- _Passage_
-- begin --
# round or square breaking pen?



## Chevaux (Jun 27, 2012)

I prefer a round pen. It really does make a difference in keeping a horse moving and not getting stuck in a corner.

FWIW, I have heard that if someone has only a square shaped pen to work in, that it can be turned sort of roundish by putting a rail across the corner (either by tying on to the existing rails/boards or nailing in place) eliminating the 90 degree angle.


----------



## tinyliny (Oct 31, 2009)

perhaps you'd like to share what you've heard about them, since i've not heard that much about a square pen beyond what Klaus Hemphfling writes, or benefits /disadvantages to either.


----------



## Foxhunter (Feb 5, 2012)

I prefer a rectangular arena. 
I have never had a round pen nor seen the advantages of one. 

When I work the horses I want them to know I am in control with a lunge line. I dislike seeing horses go around and around in endless circles and with an arena you can have them go straight down the side, use the corner to make them bend, the straight side rails to control the pace and move them from circling in one place to another.


----------



## Cherie (Dec 16, 2010)

I use a square pen for first rides and always have. Having a square corner can be a good thing when a horse gets scared or mad.

I have a round pen now, actually 3 of them -- a 40', a 60' and a 150' pen. I have always maintained that round pens are for people and not for horses. As I got older and less mobile with advancing arthritis and health problem, I have used a round pen more and more. i wish I did not need one.

When I was physically able, I used a 40' square pen for first rides and the first 5 minutes of the next few rides. Then I went to the pasture and rode in the open until a horse was ready for more finished schooling. I often ended a ride with 5 minutes of cooling out in the arena where I finally stopped, stood for a few minutes, dismounted and loosened my girth. I also used an arena for lessons for beginners because THEY needed the boundaries.
-- end --
Rows from a pointing dataset
-- begin --
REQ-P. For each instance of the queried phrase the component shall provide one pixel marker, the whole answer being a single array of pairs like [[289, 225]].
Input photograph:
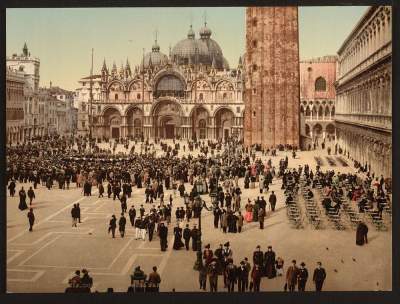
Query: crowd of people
[[215, 170]]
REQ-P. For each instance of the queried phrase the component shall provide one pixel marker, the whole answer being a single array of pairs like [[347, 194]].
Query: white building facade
[[364, 92]]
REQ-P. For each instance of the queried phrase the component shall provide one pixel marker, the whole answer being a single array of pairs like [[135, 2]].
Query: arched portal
[[308, 130], [199, 118], [134, 121], [112, 123], [317, 132], [224, 122], [330, 129], [167, 119]]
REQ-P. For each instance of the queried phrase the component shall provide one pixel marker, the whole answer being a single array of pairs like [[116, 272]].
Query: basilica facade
[[191, 93]]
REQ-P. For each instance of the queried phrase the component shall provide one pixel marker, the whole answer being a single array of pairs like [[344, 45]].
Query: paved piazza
[[44, 260]]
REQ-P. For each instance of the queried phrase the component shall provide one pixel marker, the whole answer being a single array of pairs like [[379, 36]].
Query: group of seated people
[[80, 284]]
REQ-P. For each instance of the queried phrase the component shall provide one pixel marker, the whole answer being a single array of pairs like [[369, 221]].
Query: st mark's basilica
[[192, 93]]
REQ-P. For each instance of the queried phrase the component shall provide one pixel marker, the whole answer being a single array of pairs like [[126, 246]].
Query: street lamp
[[199, 206], [199, 261]]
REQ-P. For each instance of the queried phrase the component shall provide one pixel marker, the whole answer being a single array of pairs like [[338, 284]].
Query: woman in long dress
[[248, 216], [178, 244], [22, 199]]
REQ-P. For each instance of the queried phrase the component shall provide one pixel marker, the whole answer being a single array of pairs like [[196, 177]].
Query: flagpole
[[90, 105]]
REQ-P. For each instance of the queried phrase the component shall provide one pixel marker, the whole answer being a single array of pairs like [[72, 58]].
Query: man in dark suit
[[272, 201], [121, 224], [319, 276], [163, 233], [186, 236], [31, 218]]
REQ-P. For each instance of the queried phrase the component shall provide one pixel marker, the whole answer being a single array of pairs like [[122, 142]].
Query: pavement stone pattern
[[44, 260]]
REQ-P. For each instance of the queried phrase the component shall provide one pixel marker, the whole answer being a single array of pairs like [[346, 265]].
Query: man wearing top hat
[[302, 277]]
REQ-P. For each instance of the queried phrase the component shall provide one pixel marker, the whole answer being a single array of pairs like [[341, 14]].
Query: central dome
[[199, 51], [155, 57]]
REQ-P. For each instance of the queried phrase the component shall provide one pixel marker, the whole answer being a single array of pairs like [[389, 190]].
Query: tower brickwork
[[272, 93]]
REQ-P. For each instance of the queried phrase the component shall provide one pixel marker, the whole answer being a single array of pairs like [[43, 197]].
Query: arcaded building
[[317, 97], [15, 101], [272, 95], [189, 93], [364, 92]]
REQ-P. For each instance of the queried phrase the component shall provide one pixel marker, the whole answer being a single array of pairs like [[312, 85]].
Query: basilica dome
[[199, 51], [155, 57]]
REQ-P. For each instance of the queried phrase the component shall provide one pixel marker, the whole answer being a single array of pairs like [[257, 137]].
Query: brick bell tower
-- end --
- _Goal 1_
Name every user who posted in the round versus square pen thread.
- _Goal 2_
From the round versus square pen thread, extract the passage that opens with the words containing "I prefer a round" and closes with "90 degree angle.".

- _Output 1_
Chevaux, tinyliny, Foxhunter, Cherie

- _Output 2_
I prefer a round pen. It really does make a difference in keeping a horse moving and not getting stuck in a corner.

FWIW, I have heard that if someone has only a square shaped pen to work in, that it can be turned sort of roundish by putting a rail across the corner (either by tying on to the existing rails/boards or nailing in place) eliminating the 90 degree angle.